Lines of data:

- - - - -

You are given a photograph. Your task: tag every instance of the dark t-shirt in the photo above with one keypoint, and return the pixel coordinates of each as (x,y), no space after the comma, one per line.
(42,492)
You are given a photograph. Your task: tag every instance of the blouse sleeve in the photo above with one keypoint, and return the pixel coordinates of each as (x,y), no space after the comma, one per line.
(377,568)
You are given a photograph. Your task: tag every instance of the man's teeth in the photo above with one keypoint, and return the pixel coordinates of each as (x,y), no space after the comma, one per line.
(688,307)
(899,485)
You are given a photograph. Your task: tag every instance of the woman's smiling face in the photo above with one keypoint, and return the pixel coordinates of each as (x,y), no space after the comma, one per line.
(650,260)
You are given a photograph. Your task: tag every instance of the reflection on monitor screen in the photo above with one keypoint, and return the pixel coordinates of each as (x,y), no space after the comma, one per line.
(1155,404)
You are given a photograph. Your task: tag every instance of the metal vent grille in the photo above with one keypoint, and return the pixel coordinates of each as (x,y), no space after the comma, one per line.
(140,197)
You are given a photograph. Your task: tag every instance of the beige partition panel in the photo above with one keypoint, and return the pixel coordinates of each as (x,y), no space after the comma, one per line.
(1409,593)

- - - - -

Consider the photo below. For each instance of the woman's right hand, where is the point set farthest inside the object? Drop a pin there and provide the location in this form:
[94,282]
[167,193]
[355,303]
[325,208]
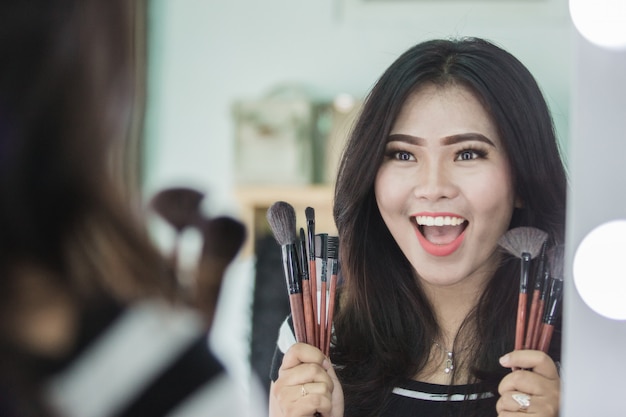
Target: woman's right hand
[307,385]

- - - - -

WRITTEN REQUEST: How many lines of the records contain the word "right"? Reply with the number alone.

RESPONSE TO THIS TASK: 2